── DATA

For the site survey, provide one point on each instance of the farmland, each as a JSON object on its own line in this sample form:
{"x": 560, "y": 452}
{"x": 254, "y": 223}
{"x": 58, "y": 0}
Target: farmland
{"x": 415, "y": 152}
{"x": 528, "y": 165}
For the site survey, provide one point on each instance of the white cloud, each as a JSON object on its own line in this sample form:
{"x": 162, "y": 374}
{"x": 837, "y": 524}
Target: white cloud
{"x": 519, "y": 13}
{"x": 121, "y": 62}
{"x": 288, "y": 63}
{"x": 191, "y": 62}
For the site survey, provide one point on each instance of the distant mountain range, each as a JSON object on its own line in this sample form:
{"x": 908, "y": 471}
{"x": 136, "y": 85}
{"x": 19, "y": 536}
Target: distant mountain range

────

» **ASSIGNMENT**
Your task is to retype all of the records exactly.

» **EXERCISE RESPONSE**
For the site survey, provide one point on each instance of the farmland, each as a JSON object on its own line in this sample form:
{"x": 560, "y": 452}
{"x": 254, "y": 223}
{"x": 58, "y": 0}
Target: farmland
{"x": 415, "y": 152}
{"x": 528, "y": 165}
For the site survey, provide one point on each instance of the white cloud, each as a JSON object on its own line in this sample form:
{"x": 162, "y": 374}
{"x": 837, "y": 524}
Target: white cloud
{"x": 519, "y": 13}
{"x": 121, "y": 62}
{"x": 288, "y": 63}
{"x": 191, "y": 62}
For the site survey, provide one point on each instance of the distant mountain range, each as a JSON object on its own line in this sample form:
{"x": 908, "y": 471}
{"x": 136, "y": 85}
{"x": 19, "y": 536}
Target: distant mountain range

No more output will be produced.